WHAT THE TASK ASKS: Extract word for word the passage of the forum thread on running commands in the background, starting with "It's simple really, for" and going on through "script to end.".

It's simple really, for others looking how:
command1 & command2
the ampersand in between makes both/multiple commands execute simultaneously without waiting for first/previous command to finish.

Now the issue is when I run this script, i can't do other day-to-day tasks as CLI is waiting for this scritp to finish, which it never will as command1 and command2 are both never ending commands. they are basically constantly doing something to the system.

bottomline: I have managed to run both commands together but now I can't do anything in CLI as its waiting for my bash script to end.

isn't there a way i can make an application or bash script run in non-blocking mode? to have my CLI free for other things?

a cheat could be to use webmin for executing such scripts but I think ubuntu-server must have a better solution to start never-ending applications, like servers, in the background.

also I would like to autostart this script in non-blocking mode so i don't have to do this everytime, but that's relatively simpler I guess.

any ideas will be greatly appreciated.

Cheers!
Johl


----------



## lotuseclat79 (Sep 12, 2003)

Hi Johl,

Typically, from a command line, to be able to have control from a Terminal window when executing a single command, I have always used the ampersand (&) at the end in order to shove the command process into the backrgound (as opposed to the foreground where you must wait for termination of the command in order to proceed).

Example:
$ command &

You might experiment with what you have already done, i.e. try:
$ command1 & command2 &

I think that this will execute both of your commands individually in the background, one after the other in order.

Stored data entries
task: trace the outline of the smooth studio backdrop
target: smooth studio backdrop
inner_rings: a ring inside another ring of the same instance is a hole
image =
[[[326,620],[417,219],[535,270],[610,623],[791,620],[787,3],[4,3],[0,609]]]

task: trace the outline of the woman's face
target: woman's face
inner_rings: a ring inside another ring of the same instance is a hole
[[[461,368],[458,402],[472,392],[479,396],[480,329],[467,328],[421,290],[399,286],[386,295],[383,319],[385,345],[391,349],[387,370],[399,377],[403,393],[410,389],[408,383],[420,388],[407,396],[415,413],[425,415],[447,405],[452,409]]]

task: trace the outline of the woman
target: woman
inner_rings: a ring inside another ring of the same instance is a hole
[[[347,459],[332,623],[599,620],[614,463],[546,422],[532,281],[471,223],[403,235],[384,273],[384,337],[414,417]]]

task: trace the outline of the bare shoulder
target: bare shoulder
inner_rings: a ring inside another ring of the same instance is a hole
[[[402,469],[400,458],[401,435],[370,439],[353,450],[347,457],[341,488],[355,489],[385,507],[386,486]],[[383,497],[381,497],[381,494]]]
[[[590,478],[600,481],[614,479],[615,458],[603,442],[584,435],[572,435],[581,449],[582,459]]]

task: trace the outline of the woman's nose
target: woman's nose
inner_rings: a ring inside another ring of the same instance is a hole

FINAL RESULT:
It's simple really, for others looking how:
command1 & command2
the ampersand in between makes both/multiple commands execute simultaneously without waiting for first/previous command to finish.

Now the issue is when I run this script, i can't do other day-to-day tasks as CLI is waiting for this scritp to finish, which it never will as command1 and command2 are both never ending commands. they are basically constantly doing something to the system.

bottomline: I have managed to run both commands together but now I can't do anything in CLI as its waiting for my bash script to end.